» Aim of the task
Every entry must appear in the answer exactly as written.

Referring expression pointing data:
=== Section Start ===

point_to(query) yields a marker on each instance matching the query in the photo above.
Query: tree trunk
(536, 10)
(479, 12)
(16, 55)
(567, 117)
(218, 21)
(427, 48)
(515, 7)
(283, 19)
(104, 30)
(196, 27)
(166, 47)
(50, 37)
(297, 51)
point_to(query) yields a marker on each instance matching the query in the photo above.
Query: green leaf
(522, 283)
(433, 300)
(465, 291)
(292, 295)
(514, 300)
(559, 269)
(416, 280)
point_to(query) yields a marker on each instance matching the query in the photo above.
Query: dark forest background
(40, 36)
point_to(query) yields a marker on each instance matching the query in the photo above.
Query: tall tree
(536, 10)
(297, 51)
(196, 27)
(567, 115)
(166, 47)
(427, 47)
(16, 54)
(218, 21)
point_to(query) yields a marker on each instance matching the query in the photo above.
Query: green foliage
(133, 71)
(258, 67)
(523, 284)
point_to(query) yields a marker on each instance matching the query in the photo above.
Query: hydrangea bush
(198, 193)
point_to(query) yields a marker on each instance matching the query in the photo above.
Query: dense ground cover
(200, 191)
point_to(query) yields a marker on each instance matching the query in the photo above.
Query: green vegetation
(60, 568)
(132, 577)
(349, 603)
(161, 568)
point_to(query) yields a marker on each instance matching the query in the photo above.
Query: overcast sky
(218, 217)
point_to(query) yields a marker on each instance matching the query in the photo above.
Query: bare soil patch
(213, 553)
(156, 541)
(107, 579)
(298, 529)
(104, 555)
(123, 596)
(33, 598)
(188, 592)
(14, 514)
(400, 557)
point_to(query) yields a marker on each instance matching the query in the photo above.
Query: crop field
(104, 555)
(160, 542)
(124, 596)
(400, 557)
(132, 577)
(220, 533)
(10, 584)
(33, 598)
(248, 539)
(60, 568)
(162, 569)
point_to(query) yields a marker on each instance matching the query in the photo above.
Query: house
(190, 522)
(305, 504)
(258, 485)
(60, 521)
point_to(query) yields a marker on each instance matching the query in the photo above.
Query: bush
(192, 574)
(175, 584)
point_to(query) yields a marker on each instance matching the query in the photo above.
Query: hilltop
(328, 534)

=== Section End ===

» Response for this exercise
point_to(query) yields a marker on each instance matching the query in the photo above.
Query: tree trunk
(536, 10)
(479, 12)
(16, 55)
(567, 117)
(218, 21)
(427, 48)
(515, 7)
(283, 19)
(104, 30)
(196, 27)
(166, 47)
(50, 37)
(297, 51)
point_to(query) yields a marker on each instance matching the query in the photo above.
Query: green leaf
(522, 283)
(433, 300)
(465, 291)
(292, 295)
(514, 300)
(559, 269)
(416, 280)
point_to(query) yields a marker on each instance matching the query in the photo above.
Query: dark forest background
(40, 36)
point_to(query) yields a marker on each instance matching the query in the photo above.
Query: tall tree
(536, 10)
(297, 51)
(196, 27)
(567, 115)
(166, 47)
(427, 47)
(16, 54)
(218, 21)
point_to(query) yields a marker on each instance matching the query in the photo above.
Query: green foliage
(133, 71)
(258, 67)
(523, 284)
point_to(query) yields a marker on each instance matching the query in the photo above.
Query: hydrangea bush
(198, 193)
point_to(query) yields a marker on each instance matching the query in the photo above.
Query: dense ground cover
(200, 191)
point_to(query) yields a marker on each instance matching the query in the photo above.
Query: green vegetation
(60, 568)
(132, 577)
(349, 603)
(161, 568)
point_to(query) yields a marker on each instance matching the query in the photo above.
Query: overcast sky
(218, 217)
point_to(query) yields a marker on each instance matching the query in the photo above.
Query: bare soil patch
(213, 553)
(156, 541)
(107, 579)
(298, 529)
(104, 555)
(123, 596)
(33, 598)
(188, 592)
(14, 514)
(400, 557)
point_to(query) yields a marker on each instance matching the query in the photo above.
Query: crop field
(104, 555)
(160, 542)
(124, 596)
(400, 557)
(132, 577)
(220, 533)
(10, 584)
(33, 598)
(248, 539)
(60, 568)
(162, 569)
point_to(query) yields a marker on each instance matching the query in the photo above.
Query: house
(190, 522)
(305, 504)
(258, 485)
(60, 521)
point_to(query) yields a marker on each instance matching the query in the photo above.
Query: bush
(192, 574)
(175, 584)
point_to(query) yields a marker on each instance matching the query in the photo above.
Query: hilltop
(328, 534)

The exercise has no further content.